### The records

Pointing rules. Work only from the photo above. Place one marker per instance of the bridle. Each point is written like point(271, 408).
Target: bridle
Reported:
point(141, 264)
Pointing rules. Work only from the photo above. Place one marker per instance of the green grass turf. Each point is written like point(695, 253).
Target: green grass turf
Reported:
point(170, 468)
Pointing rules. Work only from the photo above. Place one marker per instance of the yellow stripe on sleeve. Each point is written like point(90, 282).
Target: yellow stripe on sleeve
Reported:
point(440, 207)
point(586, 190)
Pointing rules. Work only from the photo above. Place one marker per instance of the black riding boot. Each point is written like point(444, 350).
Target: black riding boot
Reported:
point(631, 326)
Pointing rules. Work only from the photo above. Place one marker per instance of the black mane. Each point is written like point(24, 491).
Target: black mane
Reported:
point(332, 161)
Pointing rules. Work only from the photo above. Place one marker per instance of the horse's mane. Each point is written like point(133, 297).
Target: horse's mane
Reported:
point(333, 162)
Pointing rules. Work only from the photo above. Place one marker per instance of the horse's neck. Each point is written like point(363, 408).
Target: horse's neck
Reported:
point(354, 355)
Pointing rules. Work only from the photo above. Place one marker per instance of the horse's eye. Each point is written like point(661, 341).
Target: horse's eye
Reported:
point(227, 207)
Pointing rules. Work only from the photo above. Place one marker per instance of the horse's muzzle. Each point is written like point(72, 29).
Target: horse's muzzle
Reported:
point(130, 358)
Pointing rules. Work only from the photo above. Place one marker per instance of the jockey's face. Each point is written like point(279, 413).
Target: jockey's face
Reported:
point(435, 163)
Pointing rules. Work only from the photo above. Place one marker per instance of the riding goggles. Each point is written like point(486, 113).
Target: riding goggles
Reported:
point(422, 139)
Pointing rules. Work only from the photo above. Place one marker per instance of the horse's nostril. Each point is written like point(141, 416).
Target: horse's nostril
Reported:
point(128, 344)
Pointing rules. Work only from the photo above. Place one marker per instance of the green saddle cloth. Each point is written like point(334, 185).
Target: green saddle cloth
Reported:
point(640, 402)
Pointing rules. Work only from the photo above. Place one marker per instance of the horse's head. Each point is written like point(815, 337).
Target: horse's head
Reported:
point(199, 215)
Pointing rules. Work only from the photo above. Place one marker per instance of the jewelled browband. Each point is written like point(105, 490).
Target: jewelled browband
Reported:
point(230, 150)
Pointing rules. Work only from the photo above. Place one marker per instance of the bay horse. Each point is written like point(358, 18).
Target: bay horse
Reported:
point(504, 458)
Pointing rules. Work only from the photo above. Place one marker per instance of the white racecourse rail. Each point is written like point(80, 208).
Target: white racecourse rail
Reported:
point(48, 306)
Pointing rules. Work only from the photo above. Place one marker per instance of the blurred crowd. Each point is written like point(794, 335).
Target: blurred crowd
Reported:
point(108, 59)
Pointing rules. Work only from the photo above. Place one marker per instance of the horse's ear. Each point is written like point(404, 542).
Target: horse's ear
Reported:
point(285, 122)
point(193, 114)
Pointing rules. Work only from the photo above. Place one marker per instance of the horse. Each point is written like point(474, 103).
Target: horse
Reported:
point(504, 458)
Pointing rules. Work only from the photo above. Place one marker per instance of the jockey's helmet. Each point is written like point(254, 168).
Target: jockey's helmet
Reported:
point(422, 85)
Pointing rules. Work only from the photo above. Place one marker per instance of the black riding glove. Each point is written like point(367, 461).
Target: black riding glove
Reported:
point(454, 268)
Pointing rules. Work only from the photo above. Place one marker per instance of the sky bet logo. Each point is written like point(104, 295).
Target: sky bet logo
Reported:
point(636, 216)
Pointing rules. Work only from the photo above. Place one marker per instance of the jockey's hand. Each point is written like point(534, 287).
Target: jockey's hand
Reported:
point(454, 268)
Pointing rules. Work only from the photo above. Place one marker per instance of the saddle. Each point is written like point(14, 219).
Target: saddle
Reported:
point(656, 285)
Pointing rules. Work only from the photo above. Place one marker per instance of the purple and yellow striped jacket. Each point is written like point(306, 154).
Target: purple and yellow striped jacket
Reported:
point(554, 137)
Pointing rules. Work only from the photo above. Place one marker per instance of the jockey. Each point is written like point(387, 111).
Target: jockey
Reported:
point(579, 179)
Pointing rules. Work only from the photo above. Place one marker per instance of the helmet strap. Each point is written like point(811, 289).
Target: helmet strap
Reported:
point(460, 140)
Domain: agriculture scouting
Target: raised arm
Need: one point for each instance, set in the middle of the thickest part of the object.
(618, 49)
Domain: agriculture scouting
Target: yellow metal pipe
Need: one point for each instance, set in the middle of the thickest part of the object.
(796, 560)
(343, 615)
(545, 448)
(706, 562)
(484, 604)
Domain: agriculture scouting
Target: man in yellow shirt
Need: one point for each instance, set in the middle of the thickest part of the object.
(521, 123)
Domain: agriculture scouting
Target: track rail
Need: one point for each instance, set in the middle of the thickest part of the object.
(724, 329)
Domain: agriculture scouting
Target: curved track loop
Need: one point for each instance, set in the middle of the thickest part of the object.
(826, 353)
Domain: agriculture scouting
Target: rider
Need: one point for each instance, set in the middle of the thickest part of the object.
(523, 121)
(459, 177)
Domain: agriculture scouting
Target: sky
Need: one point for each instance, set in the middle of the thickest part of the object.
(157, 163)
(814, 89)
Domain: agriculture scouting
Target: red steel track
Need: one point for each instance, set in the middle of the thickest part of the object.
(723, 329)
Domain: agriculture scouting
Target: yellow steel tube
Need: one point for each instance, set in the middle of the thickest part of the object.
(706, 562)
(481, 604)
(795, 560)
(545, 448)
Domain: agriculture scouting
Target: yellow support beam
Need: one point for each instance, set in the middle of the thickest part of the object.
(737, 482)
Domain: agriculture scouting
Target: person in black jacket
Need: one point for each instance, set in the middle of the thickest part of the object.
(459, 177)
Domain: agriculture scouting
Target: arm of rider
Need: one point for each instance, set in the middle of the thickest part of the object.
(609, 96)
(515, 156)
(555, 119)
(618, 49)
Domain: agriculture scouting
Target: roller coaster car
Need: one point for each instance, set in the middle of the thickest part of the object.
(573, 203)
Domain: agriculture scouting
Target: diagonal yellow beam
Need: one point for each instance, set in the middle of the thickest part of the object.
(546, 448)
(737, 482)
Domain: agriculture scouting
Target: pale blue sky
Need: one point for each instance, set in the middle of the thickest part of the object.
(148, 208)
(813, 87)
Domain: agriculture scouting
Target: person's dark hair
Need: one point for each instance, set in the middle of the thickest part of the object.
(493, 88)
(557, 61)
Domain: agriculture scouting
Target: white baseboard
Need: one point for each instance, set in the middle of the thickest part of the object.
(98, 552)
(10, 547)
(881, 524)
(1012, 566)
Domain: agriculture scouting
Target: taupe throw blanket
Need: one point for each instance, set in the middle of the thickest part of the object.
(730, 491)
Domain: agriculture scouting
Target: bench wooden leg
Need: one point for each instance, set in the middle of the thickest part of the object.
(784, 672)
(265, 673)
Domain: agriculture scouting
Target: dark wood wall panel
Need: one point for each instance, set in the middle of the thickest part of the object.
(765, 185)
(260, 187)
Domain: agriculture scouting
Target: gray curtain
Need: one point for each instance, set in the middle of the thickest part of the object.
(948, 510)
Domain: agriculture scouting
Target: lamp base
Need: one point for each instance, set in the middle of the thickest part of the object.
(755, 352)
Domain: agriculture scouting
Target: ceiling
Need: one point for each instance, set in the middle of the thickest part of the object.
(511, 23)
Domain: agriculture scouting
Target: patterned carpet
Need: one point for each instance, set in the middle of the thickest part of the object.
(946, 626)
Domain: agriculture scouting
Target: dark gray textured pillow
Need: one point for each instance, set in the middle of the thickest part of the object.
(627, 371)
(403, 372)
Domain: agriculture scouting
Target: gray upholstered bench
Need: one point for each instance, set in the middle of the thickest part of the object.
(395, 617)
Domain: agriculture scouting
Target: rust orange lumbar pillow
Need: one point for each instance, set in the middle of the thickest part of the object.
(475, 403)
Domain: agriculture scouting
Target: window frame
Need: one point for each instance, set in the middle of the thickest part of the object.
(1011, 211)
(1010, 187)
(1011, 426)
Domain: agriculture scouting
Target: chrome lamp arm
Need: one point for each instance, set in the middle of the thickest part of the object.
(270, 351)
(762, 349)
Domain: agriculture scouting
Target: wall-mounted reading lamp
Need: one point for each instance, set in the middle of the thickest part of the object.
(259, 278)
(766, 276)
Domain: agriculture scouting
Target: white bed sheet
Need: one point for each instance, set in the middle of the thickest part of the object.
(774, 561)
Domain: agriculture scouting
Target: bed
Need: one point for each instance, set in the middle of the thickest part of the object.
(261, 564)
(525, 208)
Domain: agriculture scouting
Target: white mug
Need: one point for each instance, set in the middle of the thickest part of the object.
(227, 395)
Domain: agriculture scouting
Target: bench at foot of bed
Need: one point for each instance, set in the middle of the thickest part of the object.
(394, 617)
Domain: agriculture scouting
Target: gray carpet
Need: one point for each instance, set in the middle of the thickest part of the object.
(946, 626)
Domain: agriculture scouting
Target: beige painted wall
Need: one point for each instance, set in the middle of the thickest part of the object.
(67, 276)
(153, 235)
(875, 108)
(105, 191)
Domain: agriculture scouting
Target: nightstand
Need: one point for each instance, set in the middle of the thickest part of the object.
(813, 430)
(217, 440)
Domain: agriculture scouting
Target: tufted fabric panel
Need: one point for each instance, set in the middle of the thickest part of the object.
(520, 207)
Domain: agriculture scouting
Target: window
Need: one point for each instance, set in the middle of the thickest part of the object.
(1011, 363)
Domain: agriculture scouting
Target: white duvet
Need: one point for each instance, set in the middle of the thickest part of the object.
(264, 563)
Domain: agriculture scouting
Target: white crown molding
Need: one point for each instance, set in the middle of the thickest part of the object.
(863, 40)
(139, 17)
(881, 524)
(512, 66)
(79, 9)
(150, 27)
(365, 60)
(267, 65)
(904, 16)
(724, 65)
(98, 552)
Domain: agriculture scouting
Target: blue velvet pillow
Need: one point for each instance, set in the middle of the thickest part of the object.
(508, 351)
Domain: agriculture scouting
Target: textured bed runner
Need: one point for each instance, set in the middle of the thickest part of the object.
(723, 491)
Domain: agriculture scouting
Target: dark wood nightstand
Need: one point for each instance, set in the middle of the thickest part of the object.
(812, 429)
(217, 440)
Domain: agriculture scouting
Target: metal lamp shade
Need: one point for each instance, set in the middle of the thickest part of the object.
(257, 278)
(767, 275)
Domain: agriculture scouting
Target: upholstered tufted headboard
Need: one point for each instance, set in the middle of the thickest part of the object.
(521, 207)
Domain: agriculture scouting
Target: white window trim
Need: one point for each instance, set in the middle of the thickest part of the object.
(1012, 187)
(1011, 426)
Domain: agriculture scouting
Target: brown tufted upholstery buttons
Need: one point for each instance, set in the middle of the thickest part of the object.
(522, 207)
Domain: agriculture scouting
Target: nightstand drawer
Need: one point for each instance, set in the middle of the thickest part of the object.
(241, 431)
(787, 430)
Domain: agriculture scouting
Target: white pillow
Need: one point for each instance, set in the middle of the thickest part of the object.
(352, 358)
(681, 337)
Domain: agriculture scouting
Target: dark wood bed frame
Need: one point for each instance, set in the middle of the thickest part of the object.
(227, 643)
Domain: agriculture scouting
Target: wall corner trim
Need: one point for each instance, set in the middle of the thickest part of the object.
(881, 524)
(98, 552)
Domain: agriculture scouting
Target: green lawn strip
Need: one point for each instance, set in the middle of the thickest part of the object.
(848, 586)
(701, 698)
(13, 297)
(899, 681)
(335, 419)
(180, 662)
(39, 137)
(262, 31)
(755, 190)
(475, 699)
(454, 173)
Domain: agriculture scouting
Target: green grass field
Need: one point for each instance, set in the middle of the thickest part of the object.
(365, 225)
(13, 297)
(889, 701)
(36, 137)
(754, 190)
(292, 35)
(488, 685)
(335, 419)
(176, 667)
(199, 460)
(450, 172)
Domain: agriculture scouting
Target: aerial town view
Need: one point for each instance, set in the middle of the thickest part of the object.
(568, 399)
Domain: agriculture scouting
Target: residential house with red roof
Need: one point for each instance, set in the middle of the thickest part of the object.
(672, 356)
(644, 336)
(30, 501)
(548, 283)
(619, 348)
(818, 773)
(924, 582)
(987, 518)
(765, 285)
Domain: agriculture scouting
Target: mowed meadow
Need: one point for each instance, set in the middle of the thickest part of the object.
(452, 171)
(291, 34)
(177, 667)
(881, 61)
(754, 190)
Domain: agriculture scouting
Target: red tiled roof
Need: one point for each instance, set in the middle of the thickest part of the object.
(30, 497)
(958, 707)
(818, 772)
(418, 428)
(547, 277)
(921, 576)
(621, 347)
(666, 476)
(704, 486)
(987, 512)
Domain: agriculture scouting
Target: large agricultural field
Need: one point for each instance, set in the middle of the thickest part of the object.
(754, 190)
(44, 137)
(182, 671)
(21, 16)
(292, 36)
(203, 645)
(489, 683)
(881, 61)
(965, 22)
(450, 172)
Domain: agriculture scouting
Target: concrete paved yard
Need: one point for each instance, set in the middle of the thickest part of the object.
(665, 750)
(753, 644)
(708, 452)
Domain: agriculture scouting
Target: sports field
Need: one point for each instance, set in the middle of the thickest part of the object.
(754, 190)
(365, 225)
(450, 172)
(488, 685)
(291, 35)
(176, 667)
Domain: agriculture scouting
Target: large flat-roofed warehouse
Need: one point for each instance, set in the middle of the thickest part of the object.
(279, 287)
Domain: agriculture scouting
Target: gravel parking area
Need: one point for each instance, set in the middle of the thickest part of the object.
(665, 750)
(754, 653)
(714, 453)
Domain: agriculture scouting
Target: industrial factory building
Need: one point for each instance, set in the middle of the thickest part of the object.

### Work item
Within the listing above, give again exactly every line from the line with "Target: raised arm" through the line with "Target: pale blue sky", both included, and no other line.

### Answer box
Target: raised arm
Need: one point for each instance, set in the middle of the thickest part of the object.
(618, 49)
Domain: agriculture scouting
Target: yellow metal pipe
Need: one point for each instance, set in the middle of the thickest part of the object.
(796, 560)
(343, 615)
(545, 448)
(706, 562)
(484, 604)
Domain: agriculture scouting
Target: man in yellow shirt
Need: one point for each instance, set in the middle of the thickest part of the object.
(521, 123)
Domain: agriculture scouting
Target: track rail
Need: one point for each instance, set in the middle of the thickest part of the object.
(724, 329)
Domain: agriculture scouting
Target: curved track loop
Need: one point for each instance, set in the middle of the thickest part of the object.
(826, 353)
Domain: agriculture scouting
Target: rider
Need: one point for each instance, set in the middle of the thickest part of the object.
(523, 121)
(459, 177)
Domain: agriculture scouting
Target: sky
Need: one point for each instance, set in the middle of the thickest part of the object.
(157, 163)
(814, 89)
Domain: agriculture scouting
Target: red steel track
Need: one point for each instance, set in the middle of the thickest part of the object.
(723, 329)
Domain: agriculture scouting
Target: yellow steel tube
Need: one point for each instance, set in the middle of the thickest part of the object.
(706, 562)
(481, 604)
(795, 560)
(545, 448)
Domain: agriculture scouting
Target: yellow support beam
Need: one point for each instance, set in the middle of the thickest part of the object.
(737, 482)
Domain: agriculture scouting
Target: person in black jacket
Need: one point for each instance, set in the middle of the thickest part of the object.
(459, 177)
Domain: agriculture scouting
Target: arm of rider
Need: one point for each instance, set in the middle of the thickest part of the object.
(609, 96)
(515, 156)
(555, 119)
(618, 49)
Domain: agriculture scouting
Target: roller coaster car
Need: one point for each instance, set in the middle of the thickest part of the object.
(573, 203)
Domain: agriculture scouting
Target: diagonal yellow beam
Need: one point for each instance, set in the middle of the thickest part of the object.
(546, 448)
(737, 482)
Domain: agriculture scouting
Target: pale blue sky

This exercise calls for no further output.